## ACTIVITY
How many lines in the data below contain the string "corner"? Answer with the number only.

## AVAILABLE RECORDS
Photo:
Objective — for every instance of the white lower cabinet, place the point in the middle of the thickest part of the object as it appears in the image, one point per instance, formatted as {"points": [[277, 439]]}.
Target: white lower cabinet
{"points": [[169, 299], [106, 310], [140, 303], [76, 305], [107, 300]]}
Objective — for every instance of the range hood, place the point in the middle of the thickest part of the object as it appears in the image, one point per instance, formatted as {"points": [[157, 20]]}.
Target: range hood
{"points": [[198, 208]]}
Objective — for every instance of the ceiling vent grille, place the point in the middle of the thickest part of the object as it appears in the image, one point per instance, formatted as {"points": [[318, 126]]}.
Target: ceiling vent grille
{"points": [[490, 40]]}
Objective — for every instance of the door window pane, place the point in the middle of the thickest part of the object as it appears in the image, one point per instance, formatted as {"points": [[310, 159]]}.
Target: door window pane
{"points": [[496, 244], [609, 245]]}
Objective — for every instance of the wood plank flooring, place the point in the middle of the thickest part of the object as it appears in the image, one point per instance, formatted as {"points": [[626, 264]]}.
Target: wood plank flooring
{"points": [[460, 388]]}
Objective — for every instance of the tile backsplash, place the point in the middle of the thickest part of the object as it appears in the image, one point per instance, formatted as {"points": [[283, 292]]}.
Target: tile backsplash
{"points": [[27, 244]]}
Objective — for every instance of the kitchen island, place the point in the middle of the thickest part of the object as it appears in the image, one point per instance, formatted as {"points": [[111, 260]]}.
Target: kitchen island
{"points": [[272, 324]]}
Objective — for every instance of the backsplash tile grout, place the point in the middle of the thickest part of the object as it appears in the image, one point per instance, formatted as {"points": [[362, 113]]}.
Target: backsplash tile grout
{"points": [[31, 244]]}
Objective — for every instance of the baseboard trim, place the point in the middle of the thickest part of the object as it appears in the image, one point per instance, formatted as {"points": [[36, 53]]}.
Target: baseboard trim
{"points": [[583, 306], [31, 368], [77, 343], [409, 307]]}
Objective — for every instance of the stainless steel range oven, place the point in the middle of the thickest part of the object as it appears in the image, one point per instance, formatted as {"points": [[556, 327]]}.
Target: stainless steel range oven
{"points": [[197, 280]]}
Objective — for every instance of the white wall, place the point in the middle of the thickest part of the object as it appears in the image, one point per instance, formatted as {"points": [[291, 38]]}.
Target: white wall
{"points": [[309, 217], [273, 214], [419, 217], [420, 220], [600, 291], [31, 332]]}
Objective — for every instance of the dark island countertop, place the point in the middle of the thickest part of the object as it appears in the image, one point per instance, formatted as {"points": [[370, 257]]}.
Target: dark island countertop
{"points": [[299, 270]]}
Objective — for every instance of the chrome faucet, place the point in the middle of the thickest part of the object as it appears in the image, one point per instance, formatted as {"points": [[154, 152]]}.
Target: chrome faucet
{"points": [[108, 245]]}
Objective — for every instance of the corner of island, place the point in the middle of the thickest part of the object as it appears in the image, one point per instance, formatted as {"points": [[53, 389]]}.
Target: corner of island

## SOLUTION TO THE EXERCISE
2